Description of the task >>
Count the lines in the records below that contain the string "clicks", matching case exactly, and give only the number.

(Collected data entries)
════════

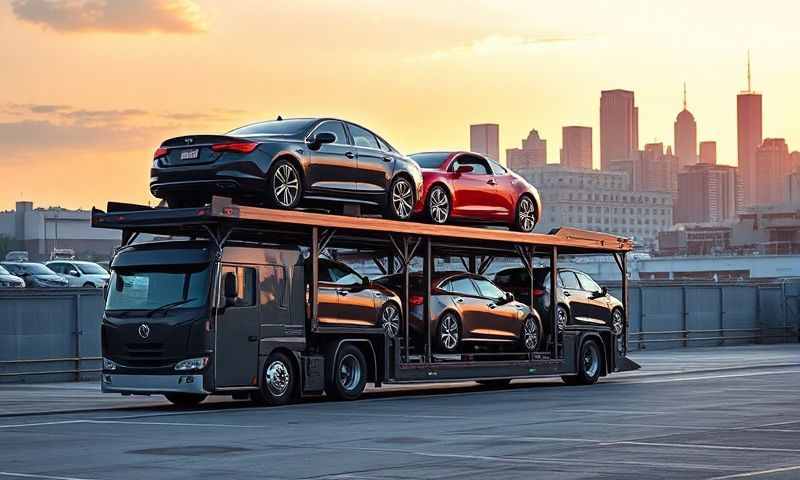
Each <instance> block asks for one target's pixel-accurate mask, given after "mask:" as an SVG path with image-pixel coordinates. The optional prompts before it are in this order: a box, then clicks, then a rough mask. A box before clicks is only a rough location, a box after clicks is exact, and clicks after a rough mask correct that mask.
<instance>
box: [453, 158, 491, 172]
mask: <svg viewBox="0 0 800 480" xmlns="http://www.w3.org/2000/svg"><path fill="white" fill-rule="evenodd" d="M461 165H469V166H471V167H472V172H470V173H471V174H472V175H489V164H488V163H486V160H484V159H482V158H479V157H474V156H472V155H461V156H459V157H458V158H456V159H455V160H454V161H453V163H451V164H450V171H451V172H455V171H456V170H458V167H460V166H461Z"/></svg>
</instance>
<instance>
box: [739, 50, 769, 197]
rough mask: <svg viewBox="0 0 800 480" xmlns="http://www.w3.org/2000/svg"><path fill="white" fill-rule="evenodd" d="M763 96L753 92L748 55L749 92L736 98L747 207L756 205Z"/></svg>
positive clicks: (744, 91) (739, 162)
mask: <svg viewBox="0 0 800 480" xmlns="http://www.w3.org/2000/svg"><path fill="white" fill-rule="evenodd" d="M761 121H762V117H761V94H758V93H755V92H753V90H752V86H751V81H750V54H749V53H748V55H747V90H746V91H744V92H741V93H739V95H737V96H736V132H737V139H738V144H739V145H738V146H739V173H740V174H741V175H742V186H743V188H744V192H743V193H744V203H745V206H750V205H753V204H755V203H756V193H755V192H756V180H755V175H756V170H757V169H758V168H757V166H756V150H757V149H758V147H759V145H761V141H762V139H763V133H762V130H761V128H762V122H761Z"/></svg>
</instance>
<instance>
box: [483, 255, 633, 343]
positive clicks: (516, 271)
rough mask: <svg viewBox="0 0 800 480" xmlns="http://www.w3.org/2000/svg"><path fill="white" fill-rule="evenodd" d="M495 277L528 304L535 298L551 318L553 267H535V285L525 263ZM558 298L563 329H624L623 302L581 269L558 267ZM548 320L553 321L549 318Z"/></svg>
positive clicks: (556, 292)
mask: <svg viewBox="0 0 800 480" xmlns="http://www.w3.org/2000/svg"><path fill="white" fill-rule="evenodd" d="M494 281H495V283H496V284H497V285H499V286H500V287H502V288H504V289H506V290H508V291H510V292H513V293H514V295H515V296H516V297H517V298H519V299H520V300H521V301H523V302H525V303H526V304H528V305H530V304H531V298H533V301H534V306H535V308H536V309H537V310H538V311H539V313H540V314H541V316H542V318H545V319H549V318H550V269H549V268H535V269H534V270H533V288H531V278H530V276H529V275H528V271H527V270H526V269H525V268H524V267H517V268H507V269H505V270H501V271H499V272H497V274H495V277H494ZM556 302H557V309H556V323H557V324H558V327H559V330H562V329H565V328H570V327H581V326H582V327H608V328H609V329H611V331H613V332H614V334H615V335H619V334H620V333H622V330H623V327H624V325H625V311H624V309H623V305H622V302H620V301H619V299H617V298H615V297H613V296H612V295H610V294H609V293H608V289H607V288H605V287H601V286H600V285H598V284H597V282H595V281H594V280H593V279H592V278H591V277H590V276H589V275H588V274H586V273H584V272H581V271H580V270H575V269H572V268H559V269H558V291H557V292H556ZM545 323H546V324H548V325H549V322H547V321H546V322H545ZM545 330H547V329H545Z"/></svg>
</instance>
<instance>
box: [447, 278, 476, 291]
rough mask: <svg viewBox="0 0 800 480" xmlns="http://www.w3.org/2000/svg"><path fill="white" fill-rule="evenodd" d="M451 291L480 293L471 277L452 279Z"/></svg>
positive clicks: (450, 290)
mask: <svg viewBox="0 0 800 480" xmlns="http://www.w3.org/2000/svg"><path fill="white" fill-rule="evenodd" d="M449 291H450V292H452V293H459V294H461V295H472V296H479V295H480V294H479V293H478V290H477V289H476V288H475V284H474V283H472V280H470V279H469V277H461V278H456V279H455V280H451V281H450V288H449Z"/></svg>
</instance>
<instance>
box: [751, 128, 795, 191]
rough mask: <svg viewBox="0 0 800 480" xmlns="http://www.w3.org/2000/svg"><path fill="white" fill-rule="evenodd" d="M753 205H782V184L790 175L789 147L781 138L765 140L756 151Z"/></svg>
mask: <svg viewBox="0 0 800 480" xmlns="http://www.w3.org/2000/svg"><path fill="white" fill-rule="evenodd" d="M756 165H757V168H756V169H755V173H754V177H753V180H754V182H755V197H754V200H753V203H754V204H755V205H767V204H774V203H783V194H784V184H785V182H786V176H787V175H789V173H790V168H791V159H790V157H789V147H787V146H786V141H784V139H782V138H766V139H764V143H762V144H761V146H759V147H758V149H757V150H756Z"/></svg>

════════

Expected answer >>
5